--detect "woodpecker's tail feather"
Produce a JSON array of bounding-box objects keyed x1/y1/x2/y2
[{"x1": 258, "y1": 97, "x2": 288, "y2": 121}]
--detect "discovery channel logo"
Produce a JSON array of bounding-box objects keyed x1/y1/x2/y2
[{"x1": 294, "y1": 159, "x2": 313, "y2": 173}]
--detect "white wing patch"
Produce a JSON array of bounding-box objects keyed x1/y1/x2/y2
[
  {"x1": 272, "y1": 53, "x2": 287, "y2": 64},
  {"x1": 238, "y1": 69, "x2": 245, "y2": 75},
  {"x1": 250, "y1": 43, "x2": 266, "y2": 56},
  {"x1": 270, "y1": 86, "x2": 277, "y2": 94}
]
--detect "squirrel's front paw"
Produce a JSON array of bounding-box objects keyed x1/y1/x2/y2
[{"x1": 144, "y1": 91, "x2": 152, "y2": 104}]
--- --- ---
Objective => Rewrite all the records above as a numbered list, one line per item, leaving out any blank lines.

Task result =>
1. --detect "woodpecker's tail feather"
2. Produce a JSON array of bounding-box objects keyed x1/y1/x2/y2
3. [{"x1": 258, "y1": 97, "x2": 288, "y2": 121}]
4. --detect "discovery channel logo"
5. Produce a JSON array of bounding-box objects keyed x1/y1/x2/y2
6. [{"x1": 294, "y1": 159, "x2": 313, "y2": 173}]
7. --detect "white wing patch"
8. Produce a JSON array of bounding-box objects keyed x1/y1/x2/y2
9. [
10.   {"x1": 272, "y1": 53, "x2": 287, "y2": 64},
11.   {"x1": 238, "y1": 69, "x2": 245, "y2": 75},
12.   {"x1": 250, "y1": 43, "x2": 266, "y2": 56},
13.   {"x1": 270, "y1": 86, "x2": 277, "y2": 94}
14. ]
15. --detect "squirrel's front paw"
16. Produce a JSON array of bounding-box objects keyed x1/y1/x2/y2
17. [{"x1": 144, "y1": 91, "x2": 152, "y2": 104}]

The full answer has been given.